WRITTEN REQUEST A
In the Long Island garden passage below, rewrite the paragraph beginning "Up to fifteen feet tall" in a shorter form that keeps its main facts.
WRITTEN REQUEST B
According to the Long Island garden passage below, how many rhododendron shrubs came with the property?
WRITTEN REQUEST C
Extend the Long Island garden passage below past its final line.

**** SELECTION

IMG_0008THERE’S A SENSE AROUND HERE (in my head, that is) that my Long Island garden is already peaking at this early stage of the game. Memorial Day and the week following are spearheaded each year, I now know, by the pinkish-purple blooming of four massive, gasp-worthy rhododendron shrubs I inherited when I bought this place three years ago.

The rhodies were not in great shape when I arrived, but three years of mulching, extra watering and Hollytone-ing, along with some judicious pruning, made this year’s flower show the most profuse yet.

Up to fifteen feet tall, they surround my deck, are the main sight seen through the windows along the front of the house, and act as a magnet to draw people into the garden for a closer look. (My yard sale last Saturday, a non-spectacular affair mounted with three friends, became equally an unofficial Open Garden Day, with would-be yard sale customers meandering through my half-acre, and coming out praising my skills as a plantswoman, which was very satisfying.)

A week into June, however, helped along by a couple of hot days and a couple of pounding rainstorms, the rhodie’s blousey blossoms are already beginning to fade and fall apart, heralding a load of mushy-petal raking to come, and later in June, the chore of deadheading the finished flowers to make room for next year’s all-too-brief display.

Is it worth all the toil and trouble? No doubt. Will I be satisfied with the garden’s subtler pleasures to follow? I’ll try.

********
**** PROVIDED INFORMATION

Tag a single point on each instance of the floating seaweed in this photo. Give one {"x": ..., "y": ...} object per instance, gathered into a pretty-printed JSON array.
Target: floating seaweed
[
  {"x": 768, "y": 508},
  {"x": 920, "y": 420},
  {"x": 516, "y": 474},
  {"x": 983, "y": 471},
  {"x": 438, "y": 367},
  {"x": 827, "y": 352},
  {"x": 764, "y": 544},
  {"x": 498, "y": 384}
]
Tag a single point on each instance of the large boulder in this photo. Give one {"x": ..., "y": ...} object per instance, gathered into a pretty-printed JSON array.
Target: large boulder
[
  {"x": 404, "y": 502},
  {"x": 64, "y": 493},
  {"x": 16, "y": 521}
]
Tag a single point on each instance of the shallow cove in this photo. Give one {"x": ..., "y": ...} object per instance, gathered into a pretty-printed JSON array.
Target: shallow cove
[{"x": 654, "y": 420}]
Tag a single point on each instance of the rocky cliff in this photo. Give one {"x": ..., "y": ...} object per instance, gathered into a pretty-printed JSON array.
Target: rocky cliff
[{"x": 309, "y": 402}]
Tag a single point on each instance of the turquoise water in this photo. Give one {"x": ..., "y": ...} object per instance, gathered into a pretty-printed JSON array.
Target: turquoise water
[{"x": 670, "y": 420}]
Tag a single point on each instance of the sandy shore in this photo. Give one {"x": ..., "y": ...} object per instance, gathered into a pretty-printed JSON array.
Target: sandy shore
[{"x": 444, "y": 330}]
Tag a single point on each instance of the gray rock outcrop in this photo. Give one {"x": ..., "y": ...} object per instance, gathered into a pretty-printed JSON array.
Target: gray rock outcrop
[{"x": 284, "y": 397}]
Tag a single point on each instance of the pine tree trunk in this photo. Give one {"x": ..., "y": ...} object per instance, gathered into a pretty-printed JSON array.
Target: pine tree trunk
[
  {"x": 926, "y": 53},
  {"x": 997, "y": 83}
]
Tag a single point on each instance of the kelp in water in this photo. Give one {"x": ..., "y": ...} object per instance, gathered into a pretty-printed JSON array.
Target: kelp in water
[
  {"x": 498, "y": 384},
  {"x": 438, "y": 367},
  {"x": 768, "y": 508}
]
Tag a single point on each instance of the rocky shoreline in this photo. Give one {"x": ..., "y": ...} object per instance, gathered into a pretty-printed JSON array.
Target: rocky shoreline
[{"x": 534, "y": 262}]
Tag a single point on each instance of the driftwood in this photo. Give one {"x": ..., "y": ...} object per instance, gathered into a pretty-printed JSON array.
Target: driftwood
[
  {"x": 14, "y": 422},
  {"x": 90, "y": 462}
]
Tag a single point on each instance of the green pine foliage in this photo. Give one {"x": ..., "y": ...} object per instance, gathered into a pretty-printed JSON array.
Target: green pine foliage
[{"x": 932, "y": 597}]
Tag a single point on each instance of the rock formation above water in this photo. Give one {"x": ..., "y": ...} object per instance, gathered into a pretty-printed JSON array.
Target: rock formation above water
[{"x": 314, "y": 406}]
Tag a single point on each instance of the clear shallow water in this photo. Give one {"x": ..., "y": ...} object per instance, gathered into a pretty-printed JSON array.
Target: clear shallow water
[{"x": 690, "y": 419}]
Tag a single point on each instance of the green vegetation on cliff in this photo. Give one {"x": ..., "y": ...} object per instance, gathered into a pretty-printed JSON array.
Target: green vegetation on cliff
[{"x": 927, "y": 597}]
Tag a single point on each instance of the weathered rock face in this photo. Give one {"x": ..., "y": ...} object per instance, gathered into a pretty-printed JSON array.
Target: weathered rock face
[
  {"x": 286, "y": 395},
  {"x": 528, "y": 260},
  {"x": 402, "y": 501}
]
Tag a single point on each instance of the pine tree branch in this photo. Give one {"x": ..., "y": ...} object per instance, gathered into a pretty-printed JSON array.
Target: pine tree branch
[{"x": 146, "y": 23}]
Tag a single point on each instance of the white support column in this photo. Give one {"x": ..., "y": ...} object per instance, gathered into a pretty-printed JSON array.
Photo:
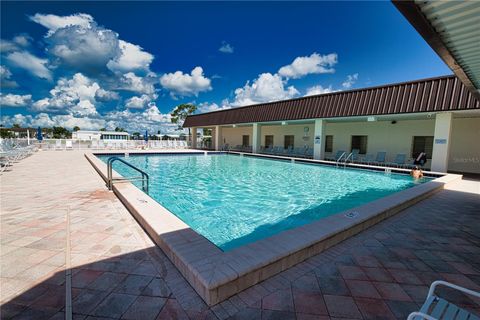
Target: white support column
[
  {"x": 194, "y": 138},
  {"x": 218, "y": 137},
  {"x": 256, "y": 138},
  {"x": 441, "y": 141},
  {"x": 319, "y": 139}
]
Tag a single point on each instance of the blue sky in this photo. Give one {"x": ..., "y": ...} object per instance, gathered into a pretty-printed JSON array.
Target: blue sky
[{"x": 107, "y": 64}]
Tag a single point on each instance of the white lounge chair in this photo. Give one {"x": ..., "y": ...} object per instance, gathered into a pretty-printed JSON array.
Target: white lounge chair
[
  {"x": 435, "y": 308},
  {"x": 58, "y": 144}
]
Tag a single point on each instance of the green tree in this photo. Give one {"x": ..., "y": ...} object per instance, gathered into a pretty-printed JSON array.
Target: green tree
[
  {"x": 5, "y": 133},
  {"x": 60, "y": 133},
  {"x": 181, "y": 112}
]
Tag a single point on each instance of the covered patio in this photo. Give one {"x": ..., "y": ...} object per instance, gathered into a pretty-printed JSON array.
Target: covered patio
[{"x": 380, "y": 125}]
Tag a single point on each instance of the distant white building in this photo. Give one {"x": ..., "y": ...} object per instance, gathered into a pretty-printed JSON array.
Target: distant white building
[{"x": 87, "y": 135}]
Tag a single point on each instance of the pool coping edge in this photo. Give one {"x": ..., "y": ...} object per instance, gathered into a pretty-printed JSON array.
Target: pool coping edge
[{"x": 216, "y": 275}]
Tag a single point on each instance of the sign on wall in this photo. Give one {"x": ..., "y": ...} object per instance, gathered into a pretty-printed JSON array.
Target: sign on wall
[{"x": 440, "y": 141}]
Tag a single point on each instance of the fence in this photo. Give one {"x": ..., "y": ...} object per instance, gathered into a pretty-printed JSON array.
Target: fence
[{"x": 77, "y": 144}]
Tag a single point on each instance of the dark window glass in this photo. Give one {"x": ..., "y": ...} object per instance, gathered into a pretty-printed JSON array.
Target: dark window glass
[
  {"x": 422, "y": 144},
  {"x": 328, "y": 143},
  {"x": 360, "y": 143},
  {"x": 268, "y": 141},
  {"x": 246, "y": 140},
  {"x": 288, "y": 142}
]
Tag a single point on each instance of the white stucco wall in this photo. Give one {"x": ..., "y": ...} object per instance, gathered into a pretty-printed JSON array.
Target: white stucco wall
[
  {"x": 382, "y": 135},
  {"x": 233, "y": 136},
  {"x": 465, "y": 145},
  {"x": 279, "y": 133}
]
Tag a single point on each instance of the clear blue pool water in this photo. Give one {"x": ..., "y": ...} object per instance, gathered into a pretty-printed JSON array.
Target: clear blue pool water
[{"x": 233, "y": 200}]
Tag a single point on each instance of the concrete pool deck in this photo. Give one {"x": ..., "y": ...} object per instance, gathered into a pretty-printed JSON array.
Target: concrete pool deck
[
  {"x": 61, "y": 220},
  {"x": 217, "y": 275}
]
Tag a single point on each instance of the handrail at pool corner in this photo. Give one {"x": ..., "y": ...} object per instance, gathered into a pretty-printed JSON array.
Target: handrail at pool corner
[{"x": 111, "y": 160}]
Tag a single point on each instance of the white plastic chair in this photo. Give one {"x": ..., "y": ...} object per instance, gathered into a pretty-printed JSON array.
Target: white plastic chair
[
  {"x": 58, "y": 144},
  {"x": 435, "y": 308}
]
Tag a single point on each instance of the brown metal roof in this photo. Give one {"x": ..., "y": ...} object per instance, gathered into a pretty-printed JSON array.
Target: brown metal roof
[
  {"x": 446, "y": 93},
  {"x": 447, "y": 39}
]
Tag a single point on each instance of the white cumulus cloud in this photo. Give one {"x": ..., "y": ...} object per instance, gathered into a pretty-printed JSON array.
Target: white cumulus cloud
[
  {"x": 53, "y": 22},
  {"x": 76, "y": 96},
  {"x": 226, "y": 47},
  {"x": 132, "y": 57},
  {"x": 209, "y": 107},
  {"x": 138, "y": 102},
  {"x": 265, "y": 88},
  {"x": 185, "y": 84},
  {"x": 319, "y": 90},
  {"x": 131, "y": 82},
  {"x": 313, "y": 64},
  {"x": 15, "y": 100},
  {"x": 5, "y": 78},
  {"x": 30, "y": 63},
  {"x": 350, "y": 81}
]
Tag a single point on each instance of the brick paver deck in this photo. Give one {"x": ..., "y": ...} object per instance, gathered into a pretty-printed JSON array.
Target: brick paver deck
[{"x": 57, "y": 219}]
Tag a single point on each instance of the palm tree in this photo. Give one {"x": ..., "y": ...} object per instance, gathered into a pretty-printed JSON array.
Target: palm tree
[{"x": 181, "y": 112}]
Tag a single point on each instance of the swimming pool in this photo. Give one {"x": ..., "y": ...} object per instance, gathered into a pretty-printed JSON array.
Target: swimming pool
[{"x": 233, "y": 200}]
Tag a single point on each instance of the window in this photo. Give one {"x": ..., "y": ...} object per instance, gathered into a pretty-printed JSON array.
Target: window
[
  {"x": 360, "y": 143},
  {"x": 245, "y": 141},
  {"x": 288, "y": 142},
  {"x": 328, "y": 143},
  {"x": 422, "y": 144},
  {"x": 268, "y": 141}
]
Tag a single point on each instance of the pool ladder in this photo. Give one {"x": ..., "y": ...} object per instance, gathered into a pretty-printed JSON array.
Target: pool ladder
[
  {"x": 344, "y": 161},
  {"x": 144, "y": 176}
]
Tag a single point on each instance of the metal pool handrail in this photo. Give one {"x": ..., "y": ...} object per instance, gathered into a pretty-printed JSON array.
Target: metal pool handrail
[
  {"x": 340, "y": 158},
  {"x": 145, "y": 178}
]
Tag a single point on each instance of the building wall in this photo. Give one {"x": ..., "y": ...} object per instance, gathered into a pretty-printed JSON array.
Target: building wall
[
  {"x": 465, "y": 145},
  {"x": 382, "y": 135},
  {"x": 279, "y": 132},
  {"x": 233, "y": 136}
]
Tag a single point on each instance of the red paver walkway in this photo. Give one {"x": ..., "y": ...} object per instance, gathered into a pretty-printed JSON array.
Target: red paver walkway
[{"x": 117, "y": 272}]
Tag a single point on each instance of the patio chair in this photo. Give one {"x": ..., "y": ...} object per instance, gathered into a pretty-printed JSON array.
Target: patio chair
[
  {"x": 268, "y": 149},
  {"x": 309, "y": 153},
  {"x": 436, "y": 308},
  {"x": 4, "y": 163},
  {"x": 337, "y": 155},
  {"x": 355, "y": 155},
  {"x": 58, "y": 144},
  {"x": 399, "y": 160},
  {"x": 369, "y": 158},
  {"x": 380, "y": 159},
  {"x": 277, "y": 150}
]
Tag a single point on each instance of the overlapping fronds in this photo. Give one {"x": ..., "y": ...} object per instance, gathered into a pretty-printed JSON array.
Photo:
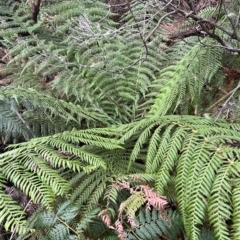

********

TASK RESPONSE A
The rhododendrons, up to fifteen feet tall, surround the deck, fill the view from the front windows, and draw people into the garden. Last Saturday's modest yard sale, held with three friends, turned into an unofficial Open Garden Day: shoppers wandered the half-acre and came out praising the owner's skills as a plantswoman.

TASK RESPONSE B
Four.

TASK RESPONSE C
Sensational though they are, late May/early June is not all about rhodies. Check out the foxgloves I’ve got going this year. True, I took a shortcut. The property next door has been vacant for a year or more, and in a wrong-headed effort to make it look more “buildable,” the owner clear-cut dozens of mature trees. That was horrifying — the woods turned into a forest of tree stumps in a day — except that some dormant digitalis purpurea, a whole great stand of them in the sunny center of the lot, burst into bloom a couple weeks back. I stole a few and replanted them wholesale in my front beds.

Digitalis (foxgloves) are biennials, and they bloom in their second year, so whether they’ll reseed themselves and carry on, or whether this is just a one-shot pleasure, I have no idea. I certainly hope it’s the former.

My irises are nothing to sneeze at, either. I have several different kinds and know next to nothing about them. A few weeks ago, I was sure they didn’t like the soil, or I had planted them too deep — but lo, another brilliant showing. I’m postponing cutting off the faded flower stalks because I fear there’s nothing much coming to replace them.

There are still gaps and holes and huge areas of bare mulch in the beds, and even huger areas of wooded wilderness where I’d love to plant flowering shrubs and small flowering trees (magnolias, cherry) but haven’t committed the resources.

Anyway, it’s Open Garden Day on casaCARA. Take a look, and come away praising not my garden skills (which leave much to be desired), but the wonder of ephemeral nature.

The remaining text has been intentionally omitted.